Em assuntos onde há uma versão bem estabelecida geralmente o ônus passa, "na prática", para quem a desafia. Por exemplo, dá para argumentar que o dilúvio global do Gênesis não ocorreu com base em evidências geológicas, datação etc.
De qualquer forma, vou dar uma lida nesse texto.
Lakatos, eu sugiro que você comece pesquisando direto na fonte:
http://nsarchive.gwu.edu/NSAEBB/NSAEBB118/index.htmA citação no "post" acima é de um site de direita que se refere ao golpe de 64 como "contra-revolução brasileira de 1964". Nem precisa dizer nada.
O livro e único material de referência mencionado é o livro de uma historiadora
NORTE-AMERICANA publicado em 1977. Mas curiosamente este artigo é publicado quando já se sabia há muito que grande parte dos documentos importantes foram desclassificados depois de 77, alguns somente em 2004. Mas o artigo não faz nenhuma menção a estes documentos.
A operação Brother Sam existiu e está comprovada em documentos oficiais dos Estados Unidos.

******************************

Transcreva literalmente, do trecho acima sobre o golpe de 1964, tudo o que vai desde "De qualquer forma, vou" até "precisa dizer nada.". As linhas que vêm a seguir constituem material à parte, sem relação com o trecho acima.

[Registros brutos]:
******************************

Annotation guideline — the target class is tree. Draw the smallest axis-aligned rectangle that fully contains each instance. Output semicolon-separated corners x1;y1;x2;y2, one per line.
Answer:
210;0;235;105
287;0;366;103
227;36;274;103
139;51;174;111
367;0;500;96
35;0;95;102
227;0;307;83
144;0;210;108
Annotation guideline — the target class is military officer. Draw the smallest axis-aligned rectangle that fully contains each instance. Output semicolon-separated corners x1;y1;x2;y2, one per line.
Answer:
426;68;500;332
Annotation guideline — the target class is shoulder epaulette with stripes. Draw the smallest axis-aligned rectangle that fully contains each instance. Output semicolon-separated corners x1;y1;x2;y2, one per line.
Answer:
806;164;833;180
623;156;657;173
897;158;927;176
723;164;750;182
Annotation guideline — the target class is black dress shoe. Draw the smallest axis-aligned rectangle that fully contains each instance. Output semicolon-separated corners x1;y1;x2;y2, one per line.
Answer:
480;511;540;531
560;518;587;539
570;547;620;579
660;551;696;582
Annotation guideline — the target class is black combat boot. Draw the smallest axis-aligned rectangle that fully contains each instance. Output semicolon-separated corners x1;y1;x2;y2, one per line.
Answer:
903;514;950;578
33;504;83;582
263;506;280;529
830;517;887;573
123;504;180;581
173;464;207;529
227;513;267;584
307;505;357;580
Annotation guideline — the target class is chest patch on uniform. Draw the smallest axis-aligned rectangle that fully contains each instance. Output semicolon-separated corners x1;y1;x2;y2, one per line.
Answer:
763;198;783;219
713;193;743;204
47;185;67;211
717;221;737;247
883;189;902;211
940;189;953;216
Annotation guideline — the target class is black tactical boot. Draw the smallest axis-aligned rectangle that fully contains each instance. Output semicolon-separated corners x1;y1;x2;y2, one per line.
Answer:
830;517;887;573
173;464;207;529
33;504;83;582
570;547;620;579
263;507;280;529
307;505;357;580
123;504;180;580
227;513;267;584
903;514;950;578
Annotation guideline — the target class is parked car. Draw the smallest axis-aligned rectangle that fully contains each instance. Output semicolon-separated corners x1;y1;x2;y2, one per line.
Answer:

******************************

[Solução]:
De qualquer forma, vou dar uma lida nesse texto.
Lakatos, eu sugiro que você comece pesquisando direto na fonte:
http://nsarchive.gwu.edu/NSAEBB/NSAEBB118/index.htmA citação no "post" acima é de um site de direita que se refere ao golpe de 64 como "contra-revolução brasileira de 1964". Nem precisa dizer nada.